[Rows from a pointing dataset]

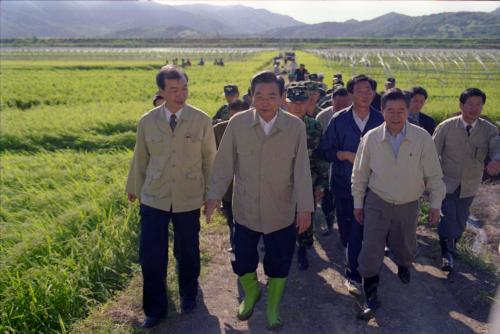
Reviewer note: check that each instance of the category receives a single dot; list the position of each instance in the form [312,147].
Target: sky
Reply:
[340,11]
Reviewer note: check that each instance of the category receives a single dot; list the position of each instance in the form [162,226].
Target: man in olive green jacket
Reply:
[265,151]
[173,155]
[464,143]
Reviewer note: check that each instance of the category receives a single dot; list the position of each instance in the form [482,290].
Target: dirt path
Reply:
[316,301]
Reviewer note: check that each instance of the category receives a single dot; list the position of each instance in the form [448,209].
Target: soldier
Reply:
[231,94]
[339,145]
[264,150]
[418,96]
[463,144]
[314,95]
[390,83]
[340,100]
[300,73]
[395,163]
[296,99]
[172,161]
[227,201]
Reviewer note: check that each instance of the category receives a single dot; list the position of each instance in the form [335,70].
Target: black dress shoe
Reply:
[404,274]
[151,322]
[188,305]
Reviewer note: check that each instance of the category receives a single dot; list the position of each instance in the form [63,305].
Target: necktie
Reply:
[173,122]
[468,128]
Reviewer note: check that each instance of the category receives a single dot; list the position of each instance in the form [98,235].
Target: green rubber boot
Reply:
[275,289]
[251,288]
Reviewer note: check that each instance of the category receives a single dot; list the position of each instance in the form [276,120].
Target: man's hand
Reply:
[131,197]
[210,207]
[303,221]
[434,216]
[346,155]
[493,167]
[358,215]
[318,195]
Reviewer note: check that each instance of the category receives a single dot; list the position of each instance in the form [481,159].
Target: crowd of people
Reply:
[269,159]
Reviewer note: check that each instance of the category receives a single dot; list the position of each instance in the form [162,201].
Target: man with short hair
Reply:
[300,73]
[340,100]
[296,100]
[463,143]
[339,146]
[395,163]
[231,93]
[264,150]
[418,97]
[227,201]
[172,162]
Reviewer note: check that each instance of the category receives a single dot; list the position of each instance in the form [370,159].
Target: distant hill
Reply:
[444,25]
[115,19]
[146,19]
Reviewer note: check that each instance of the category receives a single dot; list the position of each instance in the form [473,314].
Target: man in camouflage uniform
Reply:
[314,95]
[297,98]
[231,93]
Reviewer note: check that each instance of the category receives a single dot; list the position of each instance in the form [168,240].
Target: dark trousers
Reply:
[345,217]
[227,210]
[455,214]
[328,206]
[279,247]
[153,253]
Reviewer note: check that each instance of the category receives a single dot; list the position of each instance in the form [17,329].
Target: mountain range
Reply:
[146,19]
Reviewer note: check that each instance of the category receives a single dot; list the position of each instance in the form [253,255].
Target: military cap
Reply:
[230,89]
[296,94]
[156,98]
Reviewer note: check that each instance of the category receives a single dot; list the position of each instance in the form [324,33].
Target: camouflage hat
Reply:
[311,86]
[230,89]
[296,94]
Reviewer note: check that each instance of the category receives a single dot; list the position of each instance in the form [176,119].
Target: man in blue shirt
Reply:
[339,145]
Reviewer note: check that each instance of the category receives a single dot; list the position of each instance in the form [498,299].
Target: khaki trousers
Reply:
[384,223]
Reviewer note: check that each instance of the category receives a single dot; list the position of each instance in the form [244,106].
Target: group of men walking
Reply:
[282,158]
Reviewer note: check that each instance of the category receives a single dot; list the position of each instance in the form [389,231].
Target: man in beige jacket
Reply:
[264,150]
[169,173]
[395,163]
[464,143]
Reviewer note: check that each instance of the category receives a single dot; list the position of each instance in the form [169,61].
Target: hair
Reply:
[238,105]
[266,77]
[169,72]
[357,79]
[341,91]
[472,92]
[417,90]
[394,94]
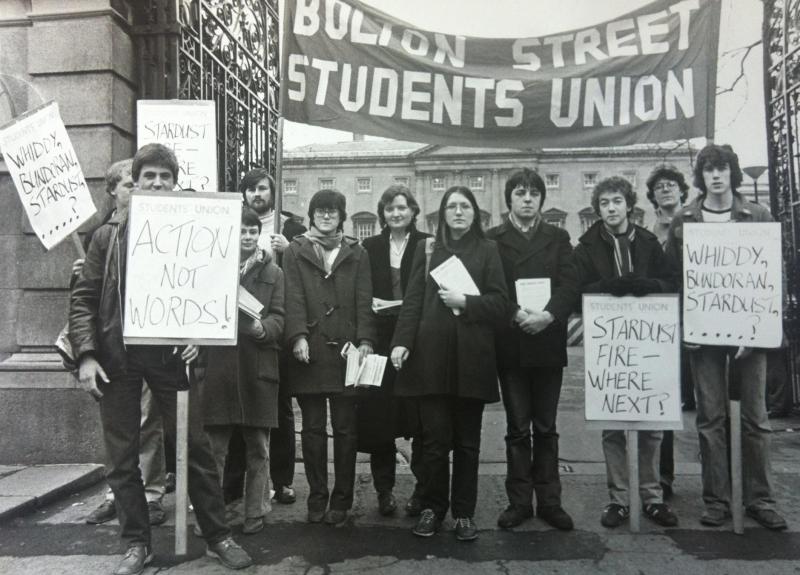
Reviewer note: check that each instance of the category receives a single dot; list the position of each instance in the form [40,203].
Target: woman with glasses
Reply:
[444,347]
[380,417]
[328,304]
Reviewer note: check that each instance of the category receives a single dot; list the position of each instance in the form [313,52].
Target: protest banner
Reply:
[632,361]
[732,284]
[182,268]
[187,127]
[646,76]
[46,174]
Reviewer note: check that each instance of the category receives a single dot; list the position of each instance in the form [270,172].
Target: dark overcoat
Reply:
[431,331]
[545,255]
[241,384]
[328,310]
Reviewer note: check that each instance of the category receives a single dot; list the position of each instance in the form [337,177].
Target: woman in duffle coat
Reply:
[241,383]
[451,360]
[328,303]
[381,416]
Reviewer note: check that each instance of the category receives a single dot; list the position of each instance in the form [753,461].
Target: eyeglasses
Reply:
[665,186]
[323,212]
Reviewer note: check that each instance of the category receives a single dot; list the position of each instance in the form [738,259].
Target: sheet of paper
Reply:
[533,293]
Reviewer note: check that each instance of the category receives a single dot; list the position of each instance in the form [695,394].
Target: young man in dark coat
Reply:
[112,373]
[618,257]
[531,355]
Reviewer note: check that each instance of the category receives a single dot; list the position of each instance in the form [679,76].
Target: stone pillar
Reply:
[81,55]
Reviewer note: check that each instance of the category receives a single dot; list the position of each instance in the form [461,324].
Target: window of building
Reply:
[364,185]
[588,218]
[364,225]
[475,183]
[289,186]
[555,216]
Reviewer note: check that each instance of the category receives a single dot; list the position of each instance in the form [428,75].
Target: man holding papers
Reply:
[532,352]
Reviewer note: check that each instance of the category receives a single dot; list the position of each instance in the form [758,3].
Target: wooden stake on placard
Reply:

WHAT THE TASK REQUIRES ::
Switch "Target" to "Label" everywhere it appears in the records above, and write the records out again with nothing else changed. Leave the pictures out of your answer.

ANSWER ::
Reviewer note: check that each instance of the category receives a single dot; list the position of each instance in the form [312,147].
Label: sky
Reply:
[340,11]
Reviewer note: check that each instance of the category receives a single dot; list the position of each instance in the form [162,226].
Label: man in olive green jacket
Reply:
[265,151]
[173,155]
[464,143]
Reviewer note: check that each instance of the category receives a single dot; list the position of each instance in the form [482,290].
Label: dirt path
Reply:
[316,301]
Reviewer note: check that each instance of the category receives a single dot; list the position of each instance in the form [448,209].
Label: soldier
Reply:
[231,94]
[339,145]
[264,150]
[418,96]
[463,144]
[314,95]
[390,83]
[340,100]
[300,73]
[395,163]
[296,99]
[172,161]
[227,201]
Reviewer note: check that each instance of the category receives a single dot; list the position of each instance in the form [335,70].
Label: black dress shoe
Reply:
[404,274]
[151,322]
[188,305]
Reviewer note: check that each instance of the category receives a single dot; list the position of each instance in the form [63,305].
Label: necktie
Reply:
[173,122]
[468,128]
Reviewer note: check that each instance of the category receives a single dot; list the position of each instance in the form [98,235].
Label: green rubber boot
Reply:
[275,289]
[251,288]
Reviewer note: check that each instance of the category receives a single dot; list the position of each instance in the form [276,120].
Label: man's hand
Reply:
[131,197]
[210,207]
[303,221]
[434,216]
[346,155]
[493,167]
[358,215]
[318,195]
Reviewer note: check that each instance of the category receives a single dot; list the position of each instance in the form [481,159].
Label: crowd of people
Reply:
[269,159]
Reviewer note: check that each instance of the category receives a single dot; list the position of each instance in the form [162,201].
Label: man with short hair
Reply:
[300,73]
[340,100]
[296,100]
[463,143]
[339,146]
[395,163]
[231,93]
[264,150]
[418,97]
[227,201]
[172,162]
Reviewer note: check that each instance of the category receives a single dot; list the position of each instance in the form [370,159].
Label: distant hill
Reply:
[444,25]
[115,19]
[146,19]
Reviewer note: check that each instance of the category receives a single dot; list the position of each instance in the form [473,314].
Label: man in camouflage uniform
Reply:
[314,95]
[297,98]
[231,93]
Reviewer note: check that each instance of the category receives a single dot; list the position of each instance in the form [168,240].
Label: dark trousers
Reply:
[345,217]
[227,210]
[455,214]
[328,206]
[279,247]
[153,253]
Reviewer note: check that each instance of the category receives a single dot; list the position of each instance in the form [17,329].
Label: mountain range
Reply:
[146,19]
Reviewer note: check that each instance of the category receives a single dot; list the position of each instance in the form [253,255].
Label: military cap
Reply:
[230,89]
[296,94]
[156,98]
Reviewer note: check that each instance of the category receives a single dot; list the position of each instance in the form [324,33].
Label: camouflage hat
Reply:
[311,86]
[230,89]
[296,94]
Reviewer note: check that each instance of the category receives a single dot; list the position of each instance in the form [176,119].
Label: man in blue shirt
Reply:
[339,145]
Reviewer note: check that each instance of the category receives a single dot; list the position of each instance in the form [498,299].
Label: khaki trousers
Reply:
[384,223]
Reviewer note: check that each instance of the category receives a single dot; list the position of each instance in the form [244,106].
Label: group of men walking
Reply:
[282,158]
Reviewer note: check that each instance of the category receives a single dot; list the position of each instance in the form [389,231].
Label: man in beige jacket
Reply:
[264,150]
[169,173]
[395,163]
[464,143]
Reviewer note: check that each instance of the category receives a single dot; list the position of each instance in the form [169,61].
Label: hair
Reply:
[238,105]
[266,77]
[169,72]
[357,79]
[341,91]
[472,92]
[417,90]
[394,94]
Reviewer note: check that each instance of the category receives a single dot; list the position of each instance in the form [40,203].
Label: woman with glasses
Reply:
[444,347]
[380,417]
[328,304]
Reviewer note: check that each instance of the category receives a single dot; list the position of each instance in the form [313,52].
Label: protest banner
Reply:
[632,361]
[732,284]
[182,268]
[187,127]
[646,76]
[46,174]
Reviewer note: check that each instance of the category receives a single dot; list the position of each instance in the form [270,172].
Label: dark overcoat
Reply:
[431,331]
[545,255]
[241,384]
[328,310]
Reviewer note: check that each instance of the category receives a single dot; list the position of each instance in the form [337,177].
Label: woman in duffle coat
Reply:
[241,383]
[451,360]
[328,303]
[381,416]
Reviewer note: check that each instance of the category receives a single dot; list the position of each instance in the form [753,461].
Label: eyeglasses
Reply:
[665,186]
[323,212]
Reviewer note: check that each instance of the category receives a single dot; list the position of each instance in the form [738,259].
Label: sheet of paper
Reply:
[533,293]
Reviewer note: check that each instance of the category receives a single dot; list the position of each instance in the form [695,394].
Label: young man in dark coat
Reply:
[112,373]
[618,257]
[531,355]
Reviewer note: check that each instance of the category receives a single dot; list the position of each instance in the form [679,76].
Label: stone pillar
Reply:
[81,55]
Reviewer note: check that each instance of the category receives a single dot; list the position of each instance in the form [461,324].
Label: window of building
Reply:
[364,185]
[588,218]
[364,225]
[475,183]
[289,186]
[555,216]
Reviewer note: check that each instance of the category receives a single dot; list the position of each instance in the form [428,75].
Label: man holding papers
Reply:
[532,352]
Reviewer note: check that each instance of the category receives a single dot; list the position of each instance in the form [758,3].
Label: wooden stake on placard
Reply:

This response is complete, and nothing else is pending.